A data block

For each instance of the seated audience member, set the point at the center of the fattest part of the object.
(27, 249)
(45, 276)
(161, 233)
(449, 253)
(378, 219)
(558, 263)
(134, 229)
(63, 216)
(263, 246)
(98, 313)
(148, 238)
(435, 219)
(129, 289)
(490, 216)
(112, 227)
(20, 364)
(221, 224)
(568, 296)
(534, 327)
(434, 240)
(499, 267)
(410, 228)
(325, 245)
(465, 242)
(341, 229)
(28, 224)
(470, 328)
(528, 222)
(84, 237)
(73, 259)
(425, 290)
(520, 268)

Problem statement — Recast every line of the entries above as a numbered list, leaving out any blank lines.

Expected answer —
1. For each instance of the seated audience member, set the point at the center of the fattest part of the object.
2. (27, 249)
3. (45, 276)
4. (161, 233)
5. (449, 253)
6. (378, 219)
7. (558, 263)
8. (134, 229)
9. (63, 216)
10. (263, 246)
11. (98, 313)
12. (148, 238)
13. (435, 219)
14. (129, 289)
15. (490, 216)
16. (112, 227)
17. (20, 364)
18. (221, 224)
19. (568, 296)
20. (534, 327)
21. (434, 240)
22. (499, 267)
23. (410, 228)
24. (325, 245)
25. (465, 242)
26. (341, 229)
27. (28, 224)
28. (470, 328)
29. (528, 222)
30. (84, 237)
31. (73, 259)
32. (425, 290)
33. (520, 268)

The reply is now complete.